▶ _Source extract_:

Until recently, point cloud compression (aka PCC) was not addressed by the mass market and no standardized point cloud codec was available. In 2017, the standardization working group ISO/JCT1/SC29/WG11, also known as Moving Picture Experts Group or MPEG, has initiated work items on point cloud compression. This has led to two standards, namely
Both V-PCC and G-PCC standards have finalized their first version in late 2020 and will soon be available to the market.
The V-PCC coding method compresses a point cloud by performing multiple projections of a 3D object to obtain 2D patches that are packed into an image (or a video when dealing with moving point clouds). Obtained images or videos are then compressed using already existing image/video codecs, allowing for the leverage of already deployed image and video solutions. By its very nature, V-PCC is efficient only on dense and continuous point clouds because image/video codecs are unable to compress non-smooth patches as would be obtained from the projection of, for example, Lidar-acquired sparse geometry data.
The G-PCC coding method has two schemes for the compression of the geometry.
The first scheme is based on an occupancy tree (octree/quadtree/binary tree) representation of the point cloud geometry. Occupied nodes are split down until a certain size is reached, and occupied leaf nodes provide the location of points, typically at the centre of these nodes. By using neighbour-based prediction techniques, high level of compression can be obtained for dense point clouds. Sparse point clouds are also addressed by directly coding the position of point within a node with non-minimal size, by stopping the tree construction when only isolated points are present in a node; this technique is known as Direct Coding Mode (DCM).
The second scheme is based on a predictive tree, each node representing the 3D location of one point and the relation between nodes is spatial prediction from parent to children. This method can only address sparse point clouds and offers the advantage of lower latency and simpler decoding than the occupancy tree. However, compression performance is only marginally better, and the encoding is complex, relatively to the first occupancy-based method, intensively looking for the best predictor (among a long list of potential predictors) when constructing the predictive tree.
In both schemes, attribute (de)coding is performed after complete geometry (de)coding, leading to a two-pass coding. Thus, low latency is obtained by using slices that decompose the 3D space into sub-volumes that are coded independently, without prediction between the sub-volumes. This may heavily impact the compression performance when many slices are used.
An important use case is the transmission of dynamic AR/VR point clouds. Dynamic means that the point cloud evolves with respect to time. Also, AR/VR point clouds are typically locally 2D as they most of time represent the surface of an object. As such, AR/VR point clouds are highly connected (or said to be dense) in the sense that a point is rarely isolated and, instead, has many neighbours.

▶ _Dataset records_:

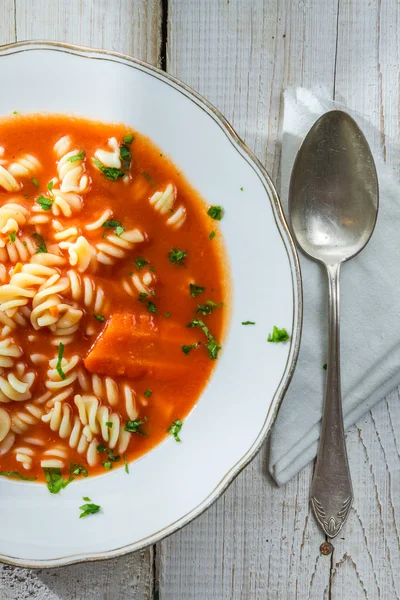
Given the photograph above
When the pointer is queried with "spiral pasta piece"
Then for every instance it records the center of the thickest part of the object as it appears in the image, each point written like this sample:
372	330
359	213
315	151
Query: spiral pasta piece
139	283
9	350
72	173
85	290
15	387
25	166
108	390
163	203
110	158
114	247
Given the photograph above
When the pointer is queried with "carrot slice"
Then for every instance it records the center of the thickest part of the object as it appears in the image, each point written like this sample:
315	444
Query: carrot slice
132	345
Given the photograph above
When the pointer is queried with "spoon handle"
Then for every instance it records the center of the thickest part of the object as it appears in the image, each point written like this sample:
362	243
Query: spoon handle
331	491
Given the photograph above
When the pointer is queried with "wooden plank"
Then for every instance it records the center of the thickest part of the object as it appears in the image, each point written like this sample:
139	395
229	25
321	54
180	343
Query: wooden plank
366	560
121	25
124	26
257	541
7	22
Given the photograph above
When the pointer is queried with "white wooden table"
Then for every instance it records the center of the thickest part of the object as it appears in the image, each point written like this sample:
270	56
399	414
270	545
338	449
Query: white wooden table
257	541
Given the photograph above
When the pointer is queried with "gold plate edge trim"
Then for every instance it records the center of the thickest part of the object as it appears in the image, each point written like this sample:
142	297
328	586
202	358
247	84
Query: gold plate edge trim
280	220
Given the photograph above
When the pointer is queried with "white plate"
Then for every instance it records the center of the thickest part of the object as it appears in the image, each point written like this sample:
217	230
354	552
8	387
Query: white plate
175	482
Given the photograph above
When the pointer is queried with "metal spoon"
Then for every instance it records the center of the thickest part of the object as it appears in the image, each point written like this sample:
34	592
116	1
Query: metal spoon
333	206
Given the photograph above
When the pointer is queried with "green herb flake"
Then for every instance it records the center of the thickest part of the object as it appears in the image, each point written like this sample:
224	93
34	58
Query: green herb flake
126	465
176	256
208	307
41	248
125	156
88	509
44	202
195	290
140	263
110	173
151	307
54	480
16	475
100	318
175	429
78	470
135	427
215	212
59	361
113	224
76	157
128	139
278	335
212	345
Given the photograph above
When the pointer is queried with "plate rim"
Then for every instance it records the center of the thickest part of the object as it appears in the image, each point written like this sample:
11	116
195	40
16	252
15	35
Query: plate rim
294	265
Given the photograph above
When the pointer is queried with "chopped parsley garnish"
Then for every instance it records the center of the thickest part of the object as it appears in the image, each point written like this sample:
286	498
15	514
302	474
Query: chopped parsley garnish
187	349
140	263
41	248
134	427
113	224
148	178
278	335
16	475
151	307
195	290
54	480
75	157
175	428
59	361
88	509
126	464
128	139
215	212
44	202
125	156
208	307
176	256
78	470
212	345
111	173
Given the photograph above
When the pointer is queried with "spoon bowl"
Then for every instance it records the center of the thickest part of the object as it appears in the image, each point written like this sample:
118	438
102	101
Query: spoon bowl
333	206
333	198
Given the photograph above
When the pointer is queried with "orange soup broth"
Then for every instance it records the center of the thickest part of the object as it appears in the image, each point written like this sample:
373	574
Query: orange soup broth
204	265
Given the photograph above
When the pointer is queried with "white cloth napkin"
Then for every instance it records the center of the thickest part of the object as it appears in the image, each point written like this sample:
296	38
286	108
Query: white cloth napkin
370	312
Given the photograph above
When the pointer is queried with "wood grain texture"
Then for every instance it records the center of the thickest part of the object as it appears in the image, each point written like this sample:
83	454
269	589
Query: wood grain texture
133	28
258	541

...

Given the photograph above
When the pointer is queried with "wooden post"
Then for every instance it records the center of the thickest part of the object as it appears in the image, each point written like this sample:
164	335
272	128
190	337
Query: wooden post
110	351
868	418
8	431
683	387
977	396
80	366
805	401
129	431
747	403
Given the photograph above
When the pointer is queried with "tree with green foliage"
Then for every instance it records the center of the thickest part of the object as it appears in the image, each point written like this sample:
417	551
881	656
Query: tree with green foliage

▶ _Request A_:
Find every line in the records that contains the word "handle", matching case exactly, and copy each of those lines.
▶ _Request B_:
Pick up the text on point cloud compression after its final sentence and keep writing it.

▶ _Expected output A_:
When the pointer is queried with "spoon handle"
Query: spoon handle

▶ _Expected output B_:
Dense (or solid) point clouds represent continuous surfaces with a resolution such that volumes (small cubes called voxels) associated with points touch each other without exhibiting any visual hole in the surface.
Such point clouds are typically used in AR/VR environments and are viewed by the end user through a device like a TV, a smartphone or a headset. They are transmitted to the device or stored locally. Many AR/VR applications use moving point clouds, as opposed to static point clouds, that vary with time. Therefore, the volume of data is huge and must be compressed. Nowadays, lossless compression based on an octree representation of the geometry of the point cloud can achieve down to slightly less than a bit per point (1 bpp). This may not be sufficient for real-time transmission, which may involve several millions of points per frame with a frame rate as high as 50 frames per second (fps), thus leading to hundreds of megabits of data per second.
Consequently, lossy compression may be used with the usual requirement of maintaining an acceptable visual quality while compressing sufficiently to fit within the bandwidth provided by the transmission channel and maintaining real-time transmission of the frames. In many applications, bitrates as low as 0.1 bpp (10× more compressed than lossless coding) would already make possible real time transmission.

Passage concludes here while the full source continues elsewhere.